▸ Dataset excerpts

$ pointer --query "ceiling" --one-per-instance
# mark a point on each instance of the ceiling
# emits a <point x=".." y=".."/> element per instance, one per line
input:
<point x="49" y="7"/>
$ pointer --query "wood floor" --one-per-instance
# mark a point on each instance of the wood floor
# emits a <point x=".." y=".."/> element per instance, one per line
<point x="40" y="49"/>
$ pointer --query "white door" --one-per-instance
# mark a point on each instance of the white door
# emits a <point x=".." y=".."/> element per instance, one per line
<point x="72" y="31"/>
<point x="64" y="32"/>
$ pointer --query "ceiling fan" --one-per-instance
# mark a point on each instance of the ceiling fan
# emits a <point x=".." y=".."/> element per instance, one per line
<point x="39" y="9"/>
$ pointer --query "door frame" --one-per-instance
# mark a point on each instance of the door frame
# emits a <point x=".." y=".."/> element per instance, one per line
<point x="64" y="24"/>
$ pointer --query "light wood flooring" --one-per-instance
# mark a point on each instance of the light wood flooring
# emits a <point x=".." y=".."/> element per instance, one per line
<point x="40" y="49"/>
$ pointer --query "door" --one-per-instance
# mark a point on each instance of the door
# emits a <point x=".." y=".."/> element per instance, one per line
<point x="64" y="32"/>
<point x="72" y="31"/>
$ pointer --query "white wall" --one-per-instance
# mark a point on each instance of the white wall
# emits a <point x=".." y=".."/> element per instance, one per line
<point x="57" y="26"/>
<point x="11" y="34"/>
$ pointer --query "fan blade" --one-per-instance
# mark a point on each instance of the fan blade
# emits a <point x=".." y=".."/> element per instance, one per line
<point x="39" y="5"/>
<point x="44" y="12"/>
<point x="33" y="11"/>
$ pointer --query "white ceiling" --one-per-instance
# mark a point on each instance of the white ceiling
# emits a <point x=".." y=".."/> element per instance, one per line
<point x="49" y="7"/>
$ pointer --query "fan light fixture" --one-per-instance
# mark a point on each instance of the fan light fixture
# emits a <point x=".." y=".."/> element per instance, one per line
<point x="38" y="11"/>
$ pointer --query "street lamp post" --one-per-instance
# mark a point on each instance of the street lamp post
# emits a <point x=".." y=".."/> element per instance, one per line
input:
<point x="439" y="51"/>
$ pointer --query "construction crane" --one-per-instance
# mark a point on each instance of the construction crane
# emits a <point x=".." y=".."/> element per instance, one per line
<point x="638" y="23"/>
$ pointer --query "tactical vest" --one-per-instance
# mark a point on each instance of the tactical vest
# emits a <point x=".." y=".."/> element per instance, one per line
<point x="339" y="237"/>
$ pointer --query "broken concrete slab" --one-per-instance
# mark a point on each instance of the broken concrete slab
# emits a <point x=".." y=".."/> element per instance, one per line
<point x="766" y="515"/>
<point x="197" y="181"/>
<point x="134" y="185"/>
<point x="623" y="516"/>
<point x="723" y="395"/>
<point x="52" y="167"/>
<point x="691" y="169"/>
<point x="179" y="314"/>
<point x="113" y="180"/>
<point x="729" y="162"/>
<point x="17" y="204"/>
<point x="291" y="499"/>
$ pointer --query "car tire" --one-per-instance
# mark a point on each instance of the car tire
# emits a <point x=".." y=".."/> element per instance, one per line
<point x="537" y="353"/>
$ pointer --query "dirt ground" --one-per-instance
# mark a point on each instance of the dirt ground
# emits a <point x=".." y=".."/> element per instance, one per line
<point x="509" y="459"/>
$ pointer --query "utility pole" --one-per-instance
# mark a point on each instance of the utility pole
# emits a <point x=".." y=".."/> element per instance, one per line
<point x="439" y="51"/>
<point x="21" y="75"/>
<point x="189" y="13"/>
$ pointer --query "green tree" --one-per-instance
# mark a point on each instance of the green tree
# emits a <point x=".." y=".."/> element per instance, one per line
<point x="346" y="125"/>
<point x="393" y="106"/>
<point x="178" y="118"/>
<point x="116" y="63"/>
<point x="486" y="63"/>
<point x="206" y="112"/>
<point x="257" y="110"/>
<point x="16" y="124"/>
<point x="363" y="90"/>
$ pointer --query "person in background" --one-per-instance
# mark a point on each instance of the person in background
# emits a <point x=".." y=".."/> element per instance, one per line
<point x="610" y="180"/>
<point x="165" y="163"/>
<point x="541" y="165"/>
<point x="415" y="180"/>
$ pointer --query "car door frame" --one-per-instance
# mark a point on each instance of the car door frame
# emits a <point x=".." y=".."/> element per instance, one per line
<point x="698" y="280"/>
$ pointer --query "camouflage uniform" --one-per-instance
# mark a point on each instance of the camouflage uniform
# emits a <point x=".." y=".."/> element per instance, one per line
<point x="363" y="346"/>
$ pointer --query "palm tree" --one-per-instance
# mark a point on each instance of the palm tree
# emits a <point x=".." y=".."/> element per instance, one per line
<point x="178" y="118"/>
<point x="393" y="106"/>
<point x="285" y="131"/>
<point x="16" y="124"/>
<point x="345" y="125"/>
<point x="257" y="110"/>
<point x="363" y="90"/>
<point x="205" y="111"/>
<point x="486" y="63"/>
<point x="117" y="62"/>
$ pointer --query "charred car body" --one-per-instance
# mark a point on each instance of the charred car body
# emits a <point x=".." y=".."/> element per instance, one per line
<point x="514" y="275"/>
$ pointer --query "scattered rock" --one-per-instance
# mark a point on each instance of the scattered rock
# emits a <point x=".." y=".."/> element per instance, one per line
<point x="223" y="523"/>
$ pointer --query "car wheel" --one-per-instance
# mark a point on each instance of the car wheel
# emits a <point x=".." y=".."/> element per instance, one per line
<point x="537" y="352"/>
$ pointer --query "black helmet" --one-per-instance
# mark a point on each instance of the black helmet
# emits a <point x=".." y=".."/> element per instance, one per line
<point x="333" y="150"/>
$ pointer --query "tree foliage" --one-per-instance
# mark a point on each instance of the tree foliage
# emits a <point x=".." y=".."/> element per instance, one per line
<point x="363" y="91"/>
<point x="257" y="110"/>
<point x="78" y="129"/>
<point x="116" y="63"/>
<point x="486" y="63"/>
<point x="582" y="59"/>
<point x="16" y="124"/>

▸ Goal of the exercise
Go through the listing and print each line exactly as it appears.

▸ Full solution
$ pointer --query "ceiling" --one-per-instance
# mark a point on each instance of the ceiling
# emits a <point x=".." y=".."/> element per instance, one per line
input:
<point x="49" y="7"/>
$ pointer --query "wood floor" --one-per-instance
# mark a point on each instance of the wood floor
# emits a <point x=".." y=".."/> element per instance, one per line
<point x="40" y="49"/>
$ pointer --query "white door" --one-per-instance
# mark a point on each instance of the white door
# emits a <point x=".." y=".."/> element per instance, one per line
<point x="72" y="31"/>
<point x="64" y="32"/>
$ pointer --query "ceiling fan" --one-per-instance
# mark a point on each instance of the ceiling fan
# emits a <point x=".." y=".."/> element per instance, one per line
<point x="39" y="9"/>
$ pointer --query "door frame" --one-per-instance
# mark a point on each instance of the door frame
# emits a <point x=".." y=".."/> element per instance, one per line
<point x="64" y="24"/>
$ pointer --query "light wood flooring" --one-per-instance
# mark a point on each instance of the light wood flooring
# emits a <point x=".." y=".."/> element per instance, one per line
<point x="40" y="49"/>
$ pointer --query "door" --one-per-instance
# mark a point on each instance of the door
# emits a <point x=".." y=".."/> element per instance, one per line
<point x="64" y="32"/>
<point x="72" y="31"/>
$ pointer --query "white wall" --one-per-instance
# mark a point on each instance of the white wall
# emits a <point x=".." y=".."/> element per instance, one per line
<point x="57" y="26"/>
<point x="11" y="34"/>
$ pointer --query "fan blade" --one-per-instance
# mark a point on each instance of the fan blade
# emits a <point x=".." y=".."/> element per instance, one per line
<point x="39" y="5"/>
<point x="44" y="12"/>
<point x="33" y="11"/>
$ pointer --query "white ceiling" --one-per-instance
# mark a point on each instance of the white ceiling
# emits a <point x=".." y=".."/> element per instance, one per line
<point x="49" y="7"/>
$ pointer --query "fan light fixture" --one-per-instance
# mark a point on each instance of the fan light fixture
# emits a <point x=".." y=".."/> element per instance, one per line
<point x="38" y="11"/>
$ pointer --query "street lamp post" --one-per-instance
# mark a point on each instance of the street lamp post
# emits a <point x=".." y=".."/> element per instance, one per line
input:
<point x="439" y="51"/>
$ pointer --query "construction crane" --one-per-instance
# mark a point on each instance of the construction crane
# emits a <point x=".." y=".."/> element per instance, one per line
<point x="638" y="23"/>
$ pointer --query "tactical vest" --one-per-instance
# mark a point on each instance of the tactical vest
# emits a <point x=".." y=".."/> element per instance, one per line
<point x="339" y="237"/>
$ pointer --query "broken concrete slab" --one-per-instance
# mark a point on each instance of the broken concrete slab
# emits a <point x=".." y=".."/> element per instance, one per line
<point x="766" y="515"/>
<point x="197" y="181"/>
<point x="134" y="185"/>
<point x="623" y="516"/>
<point x="723" y="395"/>
<point x="52" y="167"/>
<point x="691" y="169"/>
<point x="179" y="314"/>
<point x="113" y="180"/>
<point x="729" y="162"/>
<point x="17" y="204"/>
<point x="291" y="499"/>
$ pointer --query "car tire" --one-per-instance
# mark a point on each instance of the car tire
# emits a <point x=".." y=".."/> element per instance, one per line
<point x="537" y="353"/>
$ pointer --query "dirt ground" --one-per-instance
# mark a point on each instance of the dirt ground
# emits a <point x=".." y=".."/> element per instance, one per line
<point x="509" y="459"/>
$ pointer --query "utility pole" --one-per-instance
# mark a point on each instance of the utility pole
# emits a <point x=".." y=".."/> element per instance, one per line
<point x="439" y="51"/>
<point x="21" y="75"/>
<point x="189" y="13"/>
$ pointer --query "green tree" --one-per-instance
# mark a point on each instance of the green tree
# emits a <point x=".." y=".."/> element per instance, one per line
<point x="346" y="125"/>
<point x="393" y="106"/>
<point x="178" y="118"/>
<point x="116" y="63"/>
<point x="486" y="63"/>
<point x="206" y="112"/>
<point x="257" y="110"/>
<point x="16" y="124"/>
<point x="363" y="90"/>
$ pointer --query "person in background" --one-per-instance
# mark a point on each instance of the person in background
# emits a <point x=".." y=".."/> element per instance, one per line
<point x="610" y="180"/>
<point x="165" y="163"/>
<point x="541" y="165"/>
<point x="415" y="180"/>
$ pointer --query "car door frame" --one-per-instance
# mark a point on each instance of the car door frame
# emits a <point x=".." y=".."/> element per instance, one per line
<point x="698" y="280"/>
$ pointer --query "camouflage uniform" --one-per-instance
# mark a point on each instance of the camouflage uniform
# emits a <point x=".." y=".."/> element per instance, one per line
<point x="363" y="346"/>
$ pointer --query "palm tree" --one-per-instance
# mark a point on each instance of the palm tree
# emits a <point x=".." y=".."/> element per instance, one per line
<point x="178" y="118"/>
<point x="393" y="106"/>
<point x="285" y="131"/>
<point x="16" y="124"/>
<point x="345" y="125"/>
<point x="257" y="110"/>
<point x="363" y="90"/>
<point x="205" y="111"/>
<point x="486" y="63"/>
<point x="117" y="62"/>
$ pointer --query "charred car body" --one-per-instance
# mark a point on each instance of the charred car body
# emits a <point x=".." y=".."/> element per instance, one per line
<point x="514" y="275"/>
$ pointer --query "scattered rock" --one-per-instance
# mark a point on each instance of the scattered rock
# emits a <point x=".." y=".."/> element per instance, one per line
<point x="223" y="523"/>
$ pointer --query "car wheel" --one-per-instance
# mark a point on each instance of the car wheel
# emits a <point x=".." y=".."/> element per instance, one per line
<point x="537" y="352"/>
$ pointer --query "black helmet" --one-per-instance
# mark a point on each instance of the black helmet
# emits a <point x=".." y=".."/> element per instance, one per line
<point x="333" y="150"/>
$ pointer --query "tree foliage" --one-per-instance
# mark a point on each instance of the tree foliage
# emits a <point x=".." y=".."/> element per instance, one per line
<point x="363" y="91"/>
<point x="257" y="110"/>
<point x="78" y="129"/>
<point x="116" y="63"/>
<point x="486" y="63"/>
<point x="582" y="59"/>
<point x="16" y="124"/>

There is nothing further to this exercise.